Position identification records
_ _ _

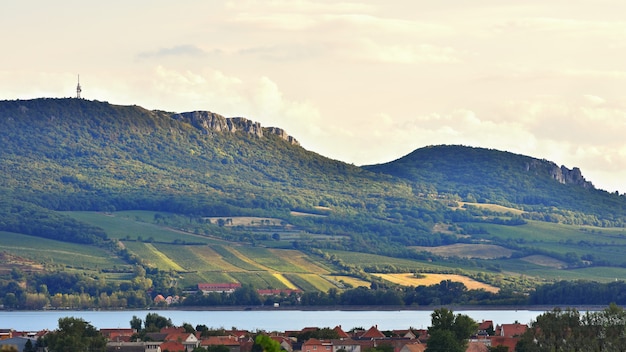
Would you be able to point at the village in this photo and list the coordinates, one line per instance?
(179, 339)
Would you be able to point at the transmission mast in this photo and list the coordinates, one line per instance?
(78, 90)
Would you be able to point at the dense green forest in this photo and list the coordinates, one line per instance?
(63, 159)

_ _ _

- Required work
Write out every entry above word for word, leaving out the pictures.

- Completed exercise
Would you be able to point at the village in this photo and list the coordinates, one line per instance?
(179, 339)
Would you be able to point at the transmission mast in this photo and list the coordinates, one line per instance?
(78, 90)
Would you be able to point at the dense green forest in this photo and list the coordinates, one line per instance?
(63, 159)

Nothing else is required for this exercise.